= Excerpt =
---*---

This repository holds code accompanying the article "Individual identity information persists in learned calls of introduced parrot populations" in PLOS Computational Biology:
Smith-Vidaurre G, Pérez-Marrufo V, Hobson EA, Salinas-Melgoza A, Wright TF (2023) Individual identity information persists in learned calls of introduced parrot populations. PLoS Comput Biol 19(7): e1011231. https://doi.org/10.1371/journal.pcbi.1011231
The corresponding author of the associated paper (Grace Smith-Vidaurre) is also the code owner of this repository. The repository contains 10 R Markdown files in the main directory. The folder "functions" has 2 customized functions that are used in some analyses, and the folder "images" has several image files used for R Markdown knitting. The R Markdown files are numbered roughly in the order in which analyses were performed (Code_01 up to Code_10).

---*---

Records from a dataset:
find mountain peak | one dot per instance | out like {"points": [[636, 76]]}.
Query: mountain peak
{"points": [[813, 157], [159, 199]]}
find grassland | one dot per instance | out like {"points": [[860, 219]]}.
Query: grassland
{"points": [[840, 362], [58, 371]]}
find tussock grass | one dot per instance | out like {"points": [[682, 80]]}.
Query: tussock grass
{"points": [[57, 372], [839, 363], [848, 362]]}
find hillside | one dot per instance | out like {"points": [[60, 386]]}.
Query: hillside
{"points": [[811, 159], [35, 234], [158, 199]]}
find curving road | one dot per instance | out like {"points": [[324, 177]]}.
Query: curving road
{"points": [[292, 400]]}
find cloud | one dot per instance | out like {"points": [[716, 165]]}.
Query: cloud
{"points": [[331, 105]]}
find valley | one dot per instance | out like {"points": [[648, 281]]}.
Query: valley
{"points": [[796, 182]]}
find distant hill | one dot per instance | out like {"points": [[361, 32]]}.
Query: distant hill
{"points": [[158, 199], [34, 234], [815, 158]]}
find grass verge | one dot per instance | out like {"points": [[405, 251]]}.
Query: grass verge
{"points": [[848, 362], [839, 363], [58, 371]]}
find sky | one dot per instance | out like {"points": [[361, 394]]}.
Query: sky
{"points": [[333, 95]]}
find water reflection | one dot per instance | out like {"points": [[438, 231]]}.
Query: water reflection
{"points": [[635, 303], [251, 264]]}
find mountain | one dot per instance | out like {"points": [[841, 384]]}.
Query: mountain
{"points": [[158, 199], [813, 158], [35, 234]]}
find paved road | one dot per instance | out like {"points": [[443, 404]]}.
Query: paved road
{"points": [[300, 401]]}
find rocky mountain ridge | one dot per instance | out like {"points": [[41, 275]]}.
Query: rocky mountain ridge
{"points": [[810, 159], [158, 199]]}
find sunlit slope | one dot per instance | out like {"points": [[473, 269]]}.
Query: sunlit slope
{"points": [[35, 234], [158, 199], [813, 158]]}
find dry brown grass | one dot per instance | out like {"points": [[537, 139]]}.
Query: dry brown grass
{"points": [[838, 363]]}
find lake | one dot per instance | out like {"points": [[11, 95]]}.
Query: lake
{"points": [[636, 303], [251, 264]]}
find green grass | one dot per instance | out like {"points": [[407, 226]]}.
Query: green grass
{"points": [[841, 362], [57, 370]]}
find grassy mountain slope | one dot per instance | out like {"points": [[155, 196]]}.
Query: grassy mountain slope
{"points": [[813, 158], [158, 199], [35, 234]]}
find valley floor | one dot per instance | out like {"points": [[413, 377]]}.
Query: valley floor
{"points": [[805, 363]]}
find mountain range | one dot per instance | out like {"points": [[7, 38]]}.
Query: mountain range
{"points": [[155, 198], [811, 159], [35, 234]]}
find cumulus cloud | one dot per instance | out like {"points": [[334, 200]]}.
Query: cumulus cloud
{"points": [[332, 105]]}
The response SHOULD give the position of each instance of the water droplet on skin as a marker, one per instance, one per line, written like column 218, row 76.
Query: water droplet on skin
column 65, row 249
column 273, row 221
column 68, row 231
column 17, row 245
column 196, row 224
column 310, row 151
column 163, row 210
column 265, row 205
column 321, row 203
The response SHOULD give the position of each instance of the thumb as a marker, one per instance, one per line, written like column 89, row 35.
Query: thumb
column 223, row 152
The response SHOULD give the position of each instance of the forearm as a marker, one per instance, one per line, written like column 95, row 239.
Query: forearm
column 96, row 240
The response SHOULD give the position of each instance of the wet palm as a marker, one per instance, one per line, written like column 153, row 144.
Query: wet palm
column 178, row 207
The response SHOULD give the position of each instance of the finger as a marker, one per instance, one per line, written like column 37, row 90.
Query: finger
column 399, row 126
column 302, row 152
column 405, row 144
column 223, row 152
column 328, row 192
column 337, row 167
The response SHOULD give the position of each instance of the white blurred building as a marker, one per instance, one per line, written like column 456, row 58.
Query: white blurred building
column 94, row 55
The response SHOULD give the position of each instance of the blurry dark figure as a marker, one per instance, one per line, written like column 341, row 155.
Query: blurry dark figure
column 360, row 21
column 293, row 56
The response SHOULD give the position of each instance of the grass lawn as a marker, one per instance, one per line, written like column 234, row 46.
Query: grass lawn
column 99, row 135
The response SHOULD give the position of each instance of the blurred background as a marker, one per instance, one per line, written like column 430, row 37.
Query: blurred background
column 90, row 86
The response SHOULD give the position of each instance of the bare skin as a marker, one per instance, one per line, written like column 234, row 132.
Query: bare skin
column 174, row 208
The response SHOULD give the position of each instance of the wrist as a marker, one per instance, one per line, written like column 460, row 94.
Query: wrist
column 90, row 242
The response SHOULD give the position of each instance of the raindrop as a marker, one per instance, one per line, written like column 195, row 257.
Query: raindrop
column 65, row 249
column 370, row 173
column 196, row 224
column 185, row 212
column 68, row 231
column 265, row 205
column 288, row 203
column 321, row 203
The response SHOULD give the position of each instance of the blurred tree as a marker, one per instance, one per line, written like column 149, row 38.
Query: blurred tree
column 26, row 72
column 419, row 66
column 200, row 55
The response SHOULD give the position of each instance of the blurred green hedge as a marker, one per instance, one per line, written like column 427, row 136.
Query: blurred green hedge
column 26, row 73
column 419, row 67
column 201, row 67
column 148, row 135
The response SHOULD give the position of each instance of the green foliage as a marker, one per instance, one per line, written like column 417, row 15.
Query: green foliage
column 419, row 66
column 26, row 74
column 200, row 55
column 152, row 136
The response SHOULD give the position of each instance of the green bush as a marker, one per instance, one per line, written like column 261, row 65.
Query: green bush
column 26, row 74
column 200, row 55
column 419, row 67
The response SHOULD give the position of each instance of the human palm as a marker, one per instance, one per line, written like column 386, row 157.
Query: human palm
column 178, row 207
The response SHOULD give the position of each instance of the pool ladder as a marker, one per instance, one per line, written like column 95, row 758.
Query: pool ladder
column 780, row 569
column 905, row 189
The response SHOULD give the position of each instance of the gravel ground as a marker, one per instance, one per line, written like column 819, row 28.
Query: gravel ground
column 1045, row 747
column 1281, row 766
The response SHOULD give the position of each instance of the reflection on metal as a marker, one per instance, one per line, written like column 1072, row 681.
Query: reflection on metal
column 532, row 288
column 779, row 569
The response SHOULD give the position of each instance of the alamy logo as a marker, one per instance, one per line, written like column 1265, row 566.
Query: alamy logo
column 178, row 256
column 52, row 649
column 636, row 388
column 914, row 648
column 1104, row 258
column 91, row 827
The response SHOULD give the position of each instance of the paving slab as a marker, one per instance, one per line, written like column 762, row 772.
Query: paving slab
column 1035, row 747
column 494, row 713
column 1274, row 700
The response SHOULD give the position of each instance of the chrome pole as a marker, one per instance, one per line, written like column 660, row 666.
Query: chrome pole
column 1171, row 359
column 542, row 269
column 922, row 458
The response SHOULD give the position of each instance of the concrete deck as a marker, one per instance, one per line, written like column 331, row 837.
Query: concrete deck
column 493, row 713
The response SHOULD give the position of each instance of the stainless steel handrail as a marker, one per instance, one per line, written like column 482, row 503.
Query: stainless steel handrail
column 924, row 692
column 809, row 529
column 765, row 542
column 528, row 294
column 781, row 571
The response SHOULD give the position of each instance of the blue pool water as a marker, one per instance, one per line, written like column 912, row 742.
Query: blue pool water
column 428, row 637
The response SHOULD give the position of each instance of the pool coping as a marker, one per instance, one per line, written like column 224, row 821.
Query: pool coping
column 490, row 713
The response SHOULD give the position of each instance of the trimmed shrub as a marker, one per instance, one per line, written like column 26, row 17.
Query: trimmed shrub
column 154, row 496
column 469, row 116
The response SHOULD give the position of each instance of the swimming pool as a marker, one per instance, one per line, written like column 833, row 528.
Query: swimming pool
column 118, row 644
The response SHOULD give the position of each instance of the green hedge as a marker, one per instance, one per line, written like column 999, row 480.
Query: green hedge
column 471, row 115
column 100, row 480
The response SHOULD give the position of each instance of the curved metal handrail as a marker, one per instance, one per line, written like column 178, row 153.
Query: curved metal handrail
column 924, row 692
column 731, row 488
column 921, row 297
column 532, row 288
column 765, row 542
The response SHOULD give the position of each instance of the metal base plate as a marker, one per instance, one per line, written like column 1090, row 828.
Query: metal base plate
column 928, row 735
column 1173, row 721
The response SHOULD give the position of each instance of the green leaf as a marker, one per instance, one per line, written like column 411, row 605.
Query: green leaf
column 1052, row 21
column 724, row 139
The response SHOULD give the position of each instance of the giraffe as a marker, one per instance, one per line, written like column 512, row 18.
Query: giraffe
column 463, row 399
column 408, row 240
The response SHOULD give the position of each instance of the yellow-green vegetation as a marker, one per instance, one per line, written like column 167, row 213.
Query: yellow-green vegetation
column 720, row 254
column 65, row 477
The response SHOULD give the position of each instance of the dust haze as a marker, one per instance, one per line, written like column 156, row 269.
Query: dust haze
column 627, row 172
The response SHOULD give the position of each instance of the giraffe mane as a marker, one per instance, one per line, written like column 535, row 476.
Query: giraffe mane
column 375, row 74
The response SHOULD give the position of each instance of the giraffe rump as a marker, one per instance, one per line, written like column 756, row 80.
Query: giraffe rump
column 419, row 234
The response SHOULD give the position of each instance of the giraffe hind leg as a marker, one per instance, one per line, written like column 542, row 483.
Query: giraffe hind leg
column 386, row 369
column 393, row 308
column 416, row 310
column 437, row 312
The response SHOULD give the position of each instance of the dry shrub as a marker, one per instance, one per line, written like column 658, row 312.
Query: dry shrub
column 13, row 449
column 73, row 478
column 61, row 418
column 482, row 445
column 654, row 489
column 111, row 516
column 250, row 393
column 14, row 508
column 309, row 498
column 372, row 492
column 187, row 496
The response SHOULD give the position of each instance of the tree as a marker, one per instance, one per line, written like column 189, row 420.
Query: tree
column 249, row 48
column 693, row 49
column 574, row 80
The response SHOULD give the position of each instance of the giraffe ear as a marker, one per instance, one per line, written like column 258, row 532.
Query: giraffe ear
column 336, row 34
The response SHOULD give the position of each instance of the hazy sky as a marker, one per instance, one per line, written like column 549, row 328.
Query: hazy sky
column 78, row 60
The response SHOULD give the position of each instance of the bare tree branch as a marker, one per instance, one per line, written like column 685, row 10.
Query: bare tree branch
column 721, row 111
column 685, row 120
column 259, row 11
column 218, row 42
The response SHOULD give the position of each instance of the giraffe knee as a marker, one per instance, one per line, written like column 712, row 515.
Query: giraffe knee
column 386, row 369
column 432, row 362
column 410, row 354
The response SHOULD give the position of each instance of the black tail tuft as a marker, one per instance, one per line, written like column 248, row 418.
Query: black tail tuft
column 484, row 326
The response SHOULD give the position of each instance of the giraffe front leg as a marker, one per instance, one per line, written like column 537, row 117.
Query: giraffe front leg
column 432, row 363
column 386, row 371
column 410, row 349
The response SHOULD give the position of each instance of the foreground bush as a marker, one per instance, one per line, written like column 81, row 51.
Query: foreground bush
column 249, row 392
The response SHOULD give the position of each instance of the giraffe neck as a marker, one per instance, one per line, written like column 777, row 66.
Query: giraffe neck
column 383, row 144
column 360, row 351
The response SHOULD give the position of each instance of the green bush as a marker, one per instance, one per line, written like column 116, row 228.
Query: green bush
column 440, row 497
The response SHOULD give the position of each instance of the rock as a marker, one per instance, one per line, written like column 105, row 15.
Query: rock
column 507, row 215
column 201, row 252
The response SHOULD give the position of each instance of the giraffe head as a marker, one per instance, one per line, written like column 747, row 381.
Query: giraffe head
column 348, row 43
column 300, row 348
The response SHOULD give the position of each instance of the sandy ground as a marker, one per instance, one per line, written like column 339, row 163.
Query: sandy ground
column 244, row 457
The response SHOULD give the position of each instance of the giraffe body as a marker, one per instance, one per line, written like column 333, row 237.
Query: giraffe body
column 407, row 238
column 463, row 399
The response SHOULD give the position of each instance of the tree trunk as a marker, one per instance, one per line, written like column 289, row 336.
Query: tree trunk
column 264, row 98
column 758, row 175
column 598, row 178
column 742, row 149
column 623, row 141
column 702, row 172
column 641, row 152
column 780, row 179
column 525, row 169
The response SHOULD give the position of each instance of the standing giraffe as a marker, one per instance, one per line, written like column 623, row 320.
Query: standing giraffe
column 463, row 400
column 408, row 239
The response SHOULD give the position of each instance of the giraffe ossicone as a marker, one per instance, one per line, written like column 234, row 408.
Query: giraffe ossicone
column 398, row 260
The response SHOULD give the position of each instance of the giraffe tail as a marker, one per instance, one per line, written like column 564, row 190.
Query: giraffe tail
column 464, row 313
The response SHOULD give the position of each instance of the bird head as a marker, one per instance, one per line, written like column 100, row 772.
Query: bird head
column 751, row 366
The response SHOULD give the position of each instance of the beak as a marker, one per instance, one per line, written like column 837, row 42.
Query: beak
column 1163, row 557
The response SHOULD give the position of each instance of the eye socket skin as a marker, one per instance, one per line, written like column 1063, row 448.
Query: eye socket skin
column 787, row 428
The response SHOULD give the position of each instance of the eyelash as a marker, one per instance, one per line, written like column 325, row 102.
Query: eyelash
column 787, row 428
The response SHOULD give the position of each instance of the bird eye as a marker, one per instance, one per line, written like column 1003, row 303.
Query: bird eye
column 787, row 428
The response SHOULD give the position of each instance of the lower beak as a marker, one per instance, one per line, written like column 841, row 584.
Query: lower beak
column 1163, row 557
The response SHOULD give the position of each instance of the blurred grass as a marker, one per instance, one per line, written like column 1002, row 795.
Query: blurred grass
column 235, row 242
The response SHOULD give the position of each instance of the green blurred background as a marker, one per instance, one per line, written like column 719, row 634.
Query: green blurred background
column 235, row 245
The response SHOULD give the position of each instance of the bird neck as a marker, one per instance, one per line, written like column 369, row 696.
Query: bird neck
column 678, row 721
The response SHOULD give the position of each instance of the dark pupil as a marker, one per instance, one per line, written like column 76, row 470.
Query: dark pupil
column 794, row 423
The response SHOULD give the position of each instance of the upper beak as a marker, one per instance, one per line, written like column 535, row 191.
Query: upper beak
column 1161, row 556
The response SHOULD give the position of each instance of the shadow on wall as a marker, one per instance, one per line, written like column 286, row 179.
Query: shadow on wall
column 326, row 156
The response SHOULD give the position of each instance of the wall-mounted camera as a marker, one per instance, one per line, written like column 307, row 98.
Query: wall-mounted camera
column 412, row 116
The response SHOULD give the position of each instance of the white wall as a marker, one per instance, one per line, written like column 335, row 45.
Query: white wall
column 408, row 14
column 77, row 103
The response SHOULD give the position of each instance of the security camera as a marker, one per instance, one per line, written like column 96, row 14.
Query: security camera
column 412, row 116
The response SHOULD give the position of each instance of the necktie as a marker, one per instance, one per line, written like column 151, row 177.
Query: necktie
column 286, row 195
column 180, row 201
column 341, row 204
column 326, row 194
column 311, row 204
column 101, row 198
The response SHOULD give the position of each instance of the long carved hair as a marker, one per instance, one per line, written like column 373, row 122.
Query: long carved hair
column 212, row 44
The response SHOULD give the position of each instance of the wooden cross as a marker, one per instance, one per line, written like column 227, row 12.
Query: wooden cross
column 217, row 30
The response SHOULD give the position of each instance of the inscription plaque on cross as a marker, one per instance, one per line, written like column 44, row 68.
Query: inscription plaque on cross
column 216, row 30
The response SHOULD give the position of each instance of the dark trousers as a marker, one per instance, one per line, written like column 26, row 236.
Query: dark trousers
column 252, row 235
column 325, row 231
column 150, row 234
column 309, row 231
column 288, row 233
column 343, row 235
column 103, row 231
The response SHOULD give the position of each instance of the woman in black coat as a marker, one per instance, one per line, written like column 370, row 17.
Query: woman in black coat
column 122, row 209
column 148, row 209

---*---

= Directions =
(a) In the repository description, what does the folder "functions" hold?
(b) Retype the part of the repository description starting at "This repository holds" and ending at "up to Code_10).".
(c) Write what comes next in the repository description, picking up after its last sentence.

= Responses by item number =
(a) It holds 2 customized functions that are used in some analyses.

(b)
This repository holds code accompanying the article "Individual identity information persists in learned calls of introduced parrot populations" in PLOS Computational Biology:
Smith-Vidaurre G, Pérez-Marrufo V, Hobson EA, Salinas-Melgoza A, Wright TF (2023) Individual identity information persists in learned calls of introduced parrot populations. PLoS Comput Biol 19(7): e1011231. https://doi.org/10.1371/journal.pcbi.1011231
The corresponding author of the associated paper (Grace Smith-Vidaurre) is also the code owner of this repository. The repository contains 10 R Markdown files in the main directory. The folder "functions" has 2 customized functions that are used in some analyses, and the folder "images" has several image files used for R Markdown knitting. The R Markdown files are numbered roughly in the order in which analyses were performed (Code_01 up to Code_10).

(c)
Each R Markdown file (extension .Rmd) has an associated HTML file (extension .html) with the knitted R Markdown output. This knitted output contains code annotations, code chunks, and the code output (summary statistics, statistics from different analyses, and visualizations). The knitted HTML files can be viewed by downloading each file and then opening each file with your default Internet browser (you can use the floating table of contents in each file to access different sections). The knitted output can be helpful for visualizing the expected results from different code chunks when using these R Markdown files to reproduce our analyses. Some analyses that rely on random sampling will not yield exactly the same results but should yield similar overall results. See the accompanying article for more information about accessing the data that can be used with this code to reproduce our analyses.
Please cite our article in PLOS Computational Biology, as well as this code if you find it useful for your own work . See the citation for the associated article above. To cite code in this repository, see the "Cite this repository" prompt in the "About" section. The audio files and data that can be used to reproduce our results are available on figshare.
This repository was archived on 12 June 2023, then unarchived/re-archived on 27 July 2023 after adding the citation for the associated article and data.